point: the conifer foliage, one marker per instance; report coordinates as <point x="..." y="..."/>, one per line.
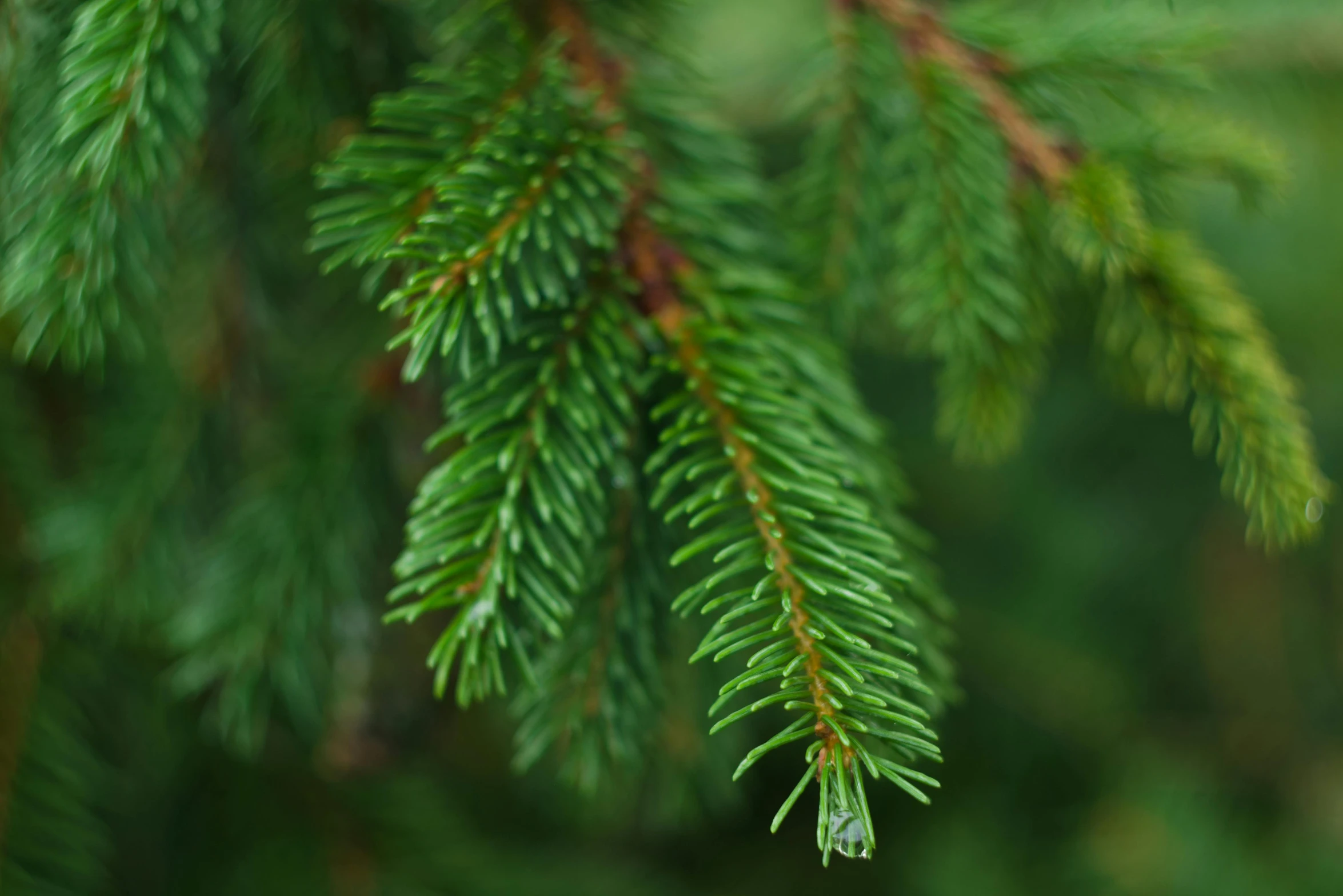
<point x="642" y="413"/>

==

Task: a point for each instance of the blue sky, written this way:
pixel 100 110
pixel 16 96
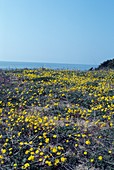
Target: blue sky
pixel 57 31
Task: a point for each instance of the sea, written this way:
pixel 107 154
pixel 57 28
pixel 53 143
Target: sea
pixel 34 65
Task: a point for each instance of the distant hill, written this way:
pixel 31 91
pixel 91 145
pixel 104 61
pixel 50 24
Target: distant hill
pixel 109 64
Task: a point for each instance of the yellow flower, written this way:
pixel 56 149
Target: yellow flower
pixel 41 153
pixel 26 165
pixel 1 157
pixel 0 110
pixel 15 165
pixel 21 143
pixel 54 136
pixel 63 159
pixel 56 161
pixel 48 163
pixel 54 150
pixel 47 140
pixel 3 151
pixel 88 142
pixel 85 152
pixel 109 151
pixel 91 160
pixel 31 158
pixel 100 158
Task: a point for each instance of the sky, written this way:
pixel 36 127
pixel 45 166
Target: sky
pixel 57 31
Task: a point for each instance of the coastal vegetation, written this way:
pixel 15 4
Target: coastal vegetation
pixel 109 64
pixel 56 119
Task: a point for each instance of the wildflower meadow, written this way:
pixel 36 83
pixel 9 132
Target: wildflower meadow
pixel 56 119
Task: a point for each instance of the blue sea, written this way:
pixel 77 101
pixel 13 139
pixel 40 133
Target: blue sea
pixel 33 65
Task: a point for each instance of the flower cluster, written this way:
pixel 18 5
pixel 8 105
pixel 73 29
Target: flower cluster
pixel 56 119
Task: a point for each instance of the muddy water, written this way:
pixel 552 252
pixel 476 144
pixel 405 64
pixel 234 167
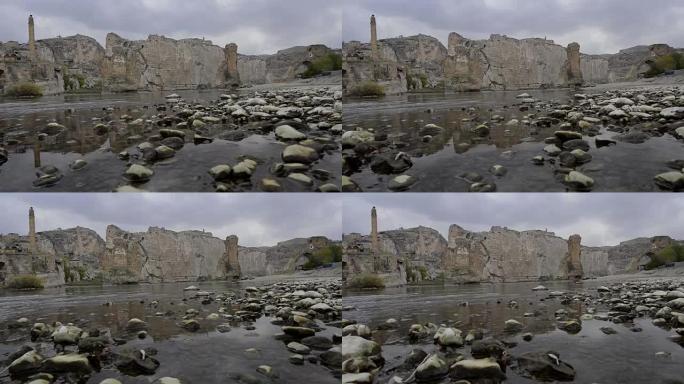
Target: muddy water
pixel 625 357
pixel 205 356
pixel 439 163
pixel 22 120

==

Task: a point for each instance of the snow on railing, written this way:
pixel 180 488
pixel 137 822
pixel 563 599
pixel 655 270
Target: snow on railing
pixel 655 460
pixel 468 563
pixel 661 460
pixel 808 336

_EXERCISE DETAILS_: Update the part of the listing that opens with the line containing "Task: a point for each instance of the distant" and closes with the line containing "pixel 22 120" by putting "in this format" wherever "written this way" appears, with everything else left unchanged. Give only that part, and leave the pictures out.

_ANSWER TO THIS EXERCISE_:
Task: a point for each instance of the distant hill, in this format:
pixel 31 91
pixel 91 145
pixel 104 61
pixel 50 24
Target: distant hill
pixel 109 64
Task: a point for each instance of the yellow flower, in this format:
pixel 56 149
Target: yellow flower
pixel 41 153
pixel 26 165
pixel 1 157
pixel 0 110
pixel 15 165
pixel 21 143
pixel 54 136
pixel 63 159
pixel 56 161
pixel 48 163
pixel 54 150
pixel 47 140
pixel 3 151
pixel 88 142
pixel 85 152
pixel 109 151
pixel 91 160
pixel 31 158
pixel 100 158
Task: a point for each instance of the sky, in this format:
pixel 36 127
pixel 45 166
Target: sky
pixel 57 31
Task: a point for each instance of the coastal vegetation, in this format:
pixel 15 4
Target: coastal vegetation
pixel 109 64
pixel 56 119
Task: a point for each instance of the wildflower meadow, in this format:
pixel 36 83
pixel 9 132
Target: wildflower meadow
pixel 56 119
Task: a point for each instance of the blue sea, in this format:
pixel 77 101
pixel 13 139
pixel 40 133
Target: blue sea
pixel 33 65
Task: a point for each instance of the flower cluster, in this format:
pixel 18 5
pixel 8 105
pixel 73 29
Target: flower cluster
pixel 56 119
Task: a point for each instance of the muddy water, in this format:
pixel 552 252
pixel 476 144
pixel 405 64
pixel 234 167
Target: muddy water
pixel 625 357
pixel 205 356
pixel 439 163
pixel 22 120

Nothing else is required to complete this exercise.